RECORDS SUPPLIED: Begin

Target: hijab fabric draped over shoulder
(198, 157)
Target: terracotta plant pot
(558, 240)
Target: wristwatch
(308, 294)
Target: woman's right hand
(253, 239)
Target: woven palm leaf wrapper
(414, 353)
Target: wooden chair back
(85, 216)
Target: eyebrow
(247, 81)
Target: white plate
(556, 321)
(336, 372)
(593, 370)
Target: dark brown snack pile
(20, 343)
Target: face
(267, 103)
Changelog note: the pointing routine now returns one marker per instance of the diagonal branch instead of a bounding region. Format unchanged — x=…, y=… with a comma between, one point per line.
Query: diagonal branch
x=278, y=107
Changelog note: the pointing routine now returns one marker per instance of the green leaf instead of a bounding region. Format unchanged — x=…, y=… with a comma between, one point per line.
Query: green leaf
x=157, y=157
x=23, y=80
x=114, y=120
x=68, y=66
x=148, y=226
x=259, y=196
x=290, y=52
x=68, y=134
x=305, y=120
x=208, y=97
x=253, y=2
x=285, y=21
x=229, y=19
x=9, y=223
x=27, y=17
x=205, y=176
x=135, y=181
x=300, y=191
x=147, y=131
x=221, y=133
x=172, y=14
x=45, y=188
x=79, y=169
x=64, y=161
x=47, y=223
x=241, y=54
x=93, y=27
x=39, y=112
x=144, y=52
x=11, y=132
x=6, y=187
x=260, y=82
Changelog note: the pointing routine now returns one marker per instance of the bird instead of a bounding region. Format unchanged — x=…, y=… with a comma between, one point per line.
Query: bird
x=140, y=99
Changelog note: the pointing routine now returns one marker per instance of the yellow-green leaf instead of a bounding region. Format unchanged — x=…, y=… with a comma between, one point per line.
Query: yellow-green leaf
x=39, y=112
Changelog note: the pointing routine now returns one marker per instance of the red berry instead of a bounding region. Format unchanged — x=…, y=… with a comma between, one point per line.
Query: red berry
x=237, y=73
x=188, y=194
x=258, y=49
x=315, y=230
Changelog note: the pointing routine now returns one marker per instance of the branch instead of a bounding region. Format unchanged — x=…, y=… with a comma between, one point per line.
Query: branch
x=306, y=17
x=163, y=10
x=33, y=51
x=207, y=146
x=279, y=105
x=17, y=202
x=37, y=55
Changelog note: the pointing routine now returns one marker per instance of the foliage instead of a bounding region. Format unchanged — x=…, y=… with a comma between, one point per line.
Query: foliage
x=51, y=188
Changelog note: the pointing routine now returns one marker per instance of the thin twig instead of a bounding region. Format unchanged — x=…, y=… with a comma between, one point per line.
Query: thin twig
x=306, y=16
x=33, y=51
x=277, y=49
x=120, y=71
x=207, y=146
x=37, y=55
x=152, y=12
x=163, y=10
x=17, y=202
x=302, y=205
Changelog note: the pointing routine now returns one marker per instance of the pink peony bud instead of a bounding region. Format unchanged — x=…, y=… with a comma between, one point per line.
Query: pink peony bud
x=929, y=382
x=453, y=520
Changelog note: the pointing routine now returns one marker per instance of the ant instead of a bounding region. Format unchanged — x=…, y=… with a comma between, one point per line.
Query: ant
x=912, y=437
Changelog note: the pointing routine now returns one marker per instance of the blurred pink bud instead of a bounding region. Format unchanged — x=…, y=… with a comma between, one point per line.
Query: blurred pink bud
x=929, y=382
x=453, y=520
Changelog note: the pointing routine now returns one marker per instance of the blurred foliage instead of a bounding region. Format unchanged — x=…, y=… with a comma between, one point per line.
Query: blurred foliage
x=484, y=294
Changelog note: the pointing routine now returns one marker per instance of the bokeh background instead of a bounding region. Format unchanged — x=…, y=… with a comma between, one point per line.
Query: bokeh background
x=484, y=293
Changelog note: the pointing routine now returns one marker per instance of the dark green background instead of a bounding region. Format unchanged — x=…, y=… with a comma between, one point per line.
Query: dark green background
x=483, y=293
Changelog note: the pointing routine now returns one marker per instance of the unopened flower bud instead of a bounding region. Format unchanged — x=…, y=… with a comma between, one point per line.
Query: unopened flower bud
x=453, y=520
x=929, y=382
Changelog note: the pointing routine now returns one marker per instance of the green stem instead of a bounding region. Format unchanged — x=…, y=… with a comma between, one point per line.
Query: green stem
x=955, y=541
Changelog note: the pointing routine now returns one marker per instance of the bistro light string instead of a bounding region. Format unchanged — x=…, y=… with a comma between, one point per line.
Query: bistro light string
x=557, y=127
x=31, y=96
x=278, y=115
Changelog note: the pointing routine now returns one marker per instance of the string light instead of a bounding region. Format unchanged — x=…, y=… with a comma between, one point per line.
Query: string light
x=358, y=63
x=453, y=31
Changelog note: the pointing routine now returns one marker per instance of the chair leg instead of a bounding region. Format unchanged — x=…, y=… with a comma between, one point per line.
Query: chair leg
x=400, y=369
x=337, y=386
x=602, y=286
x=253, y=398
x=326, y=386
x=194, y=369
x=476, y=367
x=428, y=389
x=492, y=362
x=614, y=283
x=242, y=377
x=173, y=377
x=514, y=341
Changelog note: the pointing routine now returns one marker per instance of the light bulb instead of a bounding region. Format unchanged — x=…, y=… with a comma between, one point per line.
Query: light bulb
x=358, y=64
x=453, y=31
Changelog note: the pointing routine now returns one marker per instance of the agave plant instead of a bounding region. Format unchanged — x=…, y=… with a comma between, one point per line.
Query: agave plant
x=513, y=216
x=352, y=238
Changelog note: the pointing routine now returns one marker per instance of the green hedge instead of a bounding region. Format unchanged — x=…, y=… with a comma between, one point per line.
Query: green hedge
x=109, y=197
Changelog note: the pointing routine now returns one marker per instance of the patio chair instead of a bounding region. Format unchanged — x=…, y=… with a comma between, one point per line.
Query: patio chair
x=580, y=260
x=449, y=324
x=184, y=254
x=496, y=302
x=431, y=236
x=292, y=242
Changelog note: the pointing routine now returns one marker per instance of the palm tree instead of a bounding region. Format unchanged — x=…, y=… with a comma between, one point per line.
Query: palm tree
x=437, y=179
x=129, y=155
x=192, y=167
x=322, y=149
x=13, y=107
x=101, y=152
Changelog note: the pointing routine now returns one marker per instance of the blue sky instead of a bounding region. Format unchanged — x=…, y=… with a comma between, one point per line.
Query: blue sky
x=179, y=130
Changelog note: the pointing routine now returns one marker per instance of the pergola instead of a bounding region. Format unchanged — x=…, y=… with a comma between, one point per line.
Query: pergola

RECORDS SUPPLIED: End

* TASK GOAL *
Of the entries above, transcribe exactly those lines that fall between the line containing "Query: branch" and the line containing "of the foliage", together with those two lines.

* PROBLEM SOLUTION *
Query: branch
x=306, y=17
x=163, y=10
x=33, y=51
x=207, y=146
x=279, y=105
x=17, y=202
x=37, y=55
Changelog note: the pointing routine now returns one marker per instance of the foliage instead of a bounding region. Format unchanged — x=…, y=… with a comma between, one point per line.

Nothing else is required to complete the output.